All entries below are to be set down again exactly as given.

Given records:
::::

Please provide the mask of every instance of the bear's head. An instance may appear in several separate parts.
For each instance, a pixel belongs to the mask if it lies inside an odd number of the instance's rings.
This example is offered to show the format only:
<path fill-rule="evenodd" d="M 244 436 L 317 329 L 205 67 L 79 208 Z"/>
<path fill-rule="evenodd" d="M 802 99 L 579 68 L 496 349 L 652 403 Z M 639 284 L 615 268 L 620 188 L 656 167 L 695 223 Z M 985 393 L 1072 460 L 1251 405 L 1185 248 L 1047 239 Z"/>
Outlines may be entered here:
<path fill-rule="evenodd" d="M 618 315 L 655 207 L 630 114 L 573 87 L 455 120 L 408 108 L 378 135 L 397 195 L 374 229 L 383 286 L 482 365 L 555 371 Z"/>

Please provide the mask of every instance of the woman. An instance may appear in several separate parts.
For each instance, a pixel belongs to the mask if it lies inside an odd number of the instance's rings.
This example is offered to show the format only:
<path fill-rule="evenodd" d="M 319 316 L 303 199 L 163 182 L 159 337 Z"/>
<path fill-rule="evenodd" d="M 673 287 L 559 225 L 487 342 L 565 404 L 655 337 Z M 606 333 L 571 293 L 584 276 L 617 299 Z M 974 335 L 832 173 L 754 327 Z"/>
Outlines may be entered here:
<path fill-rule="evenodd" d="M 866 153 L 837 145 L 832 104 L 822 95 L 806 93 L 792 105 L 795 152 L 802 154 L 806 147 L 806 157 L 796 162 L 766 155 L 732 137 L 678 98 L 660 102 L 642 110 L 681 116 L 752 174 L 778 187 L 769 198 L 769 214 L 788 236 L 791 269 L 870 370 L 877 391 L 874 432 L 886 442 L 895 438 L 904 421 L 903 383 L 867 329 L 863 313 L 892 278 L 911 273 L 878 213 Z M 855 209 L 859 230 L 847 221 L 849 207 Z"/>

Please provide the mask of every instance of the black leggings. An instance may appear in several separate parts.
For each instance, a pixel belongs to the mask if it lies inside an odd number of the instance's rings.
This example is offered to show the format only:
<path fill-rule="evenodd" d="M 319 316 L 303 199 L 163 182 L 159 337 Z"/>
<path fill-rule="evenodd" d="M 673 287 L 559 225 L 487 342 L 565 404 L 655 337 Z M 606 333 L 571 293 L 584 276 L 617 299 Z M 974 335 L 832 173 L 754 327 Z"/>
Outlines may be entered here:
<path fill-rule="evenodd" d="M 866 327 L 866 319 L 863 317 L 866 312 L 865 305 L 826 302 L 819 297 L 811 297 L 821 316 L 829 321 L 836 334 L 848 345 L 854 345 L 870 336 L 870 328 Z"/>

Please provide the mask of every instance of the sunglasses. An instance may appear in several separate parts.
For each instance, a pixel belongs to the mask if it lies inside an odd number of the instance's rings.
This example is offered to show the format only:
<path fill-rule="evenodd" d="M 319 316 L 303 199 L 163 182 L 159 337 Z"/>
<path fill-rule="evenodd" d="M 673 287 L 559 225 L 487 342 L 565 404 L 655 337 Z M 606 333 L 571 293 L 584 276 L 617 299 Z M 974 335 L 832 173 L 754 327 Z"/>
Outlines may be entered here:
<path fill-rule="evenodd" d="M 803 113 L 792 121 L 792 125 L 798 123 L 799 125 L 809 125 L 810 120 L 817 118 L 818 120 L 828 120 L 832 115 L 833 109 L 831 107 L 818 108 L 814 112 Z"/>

::::

Task solution:
Please provide the mask of every instance of the bear's head. An instance may appear in several separate parts.
For each instance, a pixel belongs to the mask if it lies inside an odd number of the instance's rings.
This example is offered to show the format only:
<path fill-rule="evenodd" d="M 244 436 L 317 329 L 205 67 L 79 208 Z"/>
<path fill-rule="evenodd" d="M 802 99 L 579 68 L 496 349 L 652 403 Z M 639 284 L 615 268 L 620 188 L 656 167 L 695 223 Z M 985 393 L 1072 460 L 1251 405 L 1185 248 L 1047 239 Z"/>
Outlines may be entered here:
<path fill-rule="evenodd" d="M 618 315 L 655 207 L 630 114 L 573 87 L 455 120 L 408 108 L 378 135 L 397 195 L 374 229 L 383 286 L 482 365 L 555 371 Z"/>

Please provide the mask of every instance of the woman. An instance may appear in several separate parts.
For each instance, a pixel belongs to the mask if it lies inside an odd number of the instance's rings.
This example is offered to show the format only:
<path fill-rule="evenodd" d="M 319 316 L 303 199 L 163 182 L 159 337 Z"/>
<path fill-rule="evenodd" d="M 673 287 L 559 225 L 487 342 L 565 404 L 655 337 Z M 606 333 L 571 293 L 584 276 L 617 299 Z M 974 335 L 832 173 L 754 327 Z"/>
Outlines may be entered here:
<path fill-rule="evenodd" d="M 866 153 L 837 145 L 832 104 L 822 95 L 806 93 L 792 105 L 795 152 L 802 154 L 806 147 L 806 157 L 796 162 L 766 155 L 732 137 L 678 98 L 660 102 L 642 110 L 681 116 L 752 174 L 778 187 L 769 198 L 769 214 L 788 236 L 791 269 L 870 370 L 877 391 L 874 432 L 886 442 L 895 438 L 904 421 L 903 383 L 867 329 L 863 313 L 892 278 L 911 273 L 878 213 Z M 855 209 L 859 230 L 847 221 L 849 207 Z"/>

Please provide the mask of every instance of the black leggings. An instance may appear in several separate parts.
For each instance, a pixel belongs to the mask if it lies inside an odd number of the instance's rings.
This example is offered to show the format only:
<path fill-rule="evenodd" d="M 319 316 L 303 199 L 163 182 L 159 337 Z"/>
<path fill-rule="evenodd" d="M 673 287 L 559 225 L 487 342 L 565 404 L 655 337 Z M 606 333 L 571 293 L 584 276 L 617 299 Z M 974 335 L 832 173 L 754 327 Z"/>
Outlines may be entered here:
<path fill-rule="evenodd" d="M 866 327 L 866 319 L 863 317 L 866 312 L 865 305 L 826 302 L 819 297 L 811 297 L 821 316 L 829 321 L 836 334 L 848 345 L 854 345 L 870 336 L 870 328 Z"/>

Please provide the mask of every instance of the sunglasses. An instance may appear in several separate parts.
For each instance, a pixel belongs to the mask if it lies inside an odd number of the instance's rings.
This example is offered to show the format only:
<path fill-rule="evenodd" d="M 319 316 L 303 199 L 163 182 L 159 337 Z"/>
<path fill-rule="evenodd" d="M 673 287 L 559 225 L 487 342 L 565 404 L 655 337 Z M 606 333 L 571 293 L 584 276 L 617 299 Z M 974 335 L 832 173 L 754 327 Z"/>
Outlines may be entered here:
<path fill-rule="evenodd" d="M 803 113 L 792 121 L 792 125 L 798 123 L 799 125 L 809 125 L 810 120 L 817 118 L 818 120 L 828 120 L 832 115 L 833 109 L 831 107 L 818 108 L 814 112 Z"/>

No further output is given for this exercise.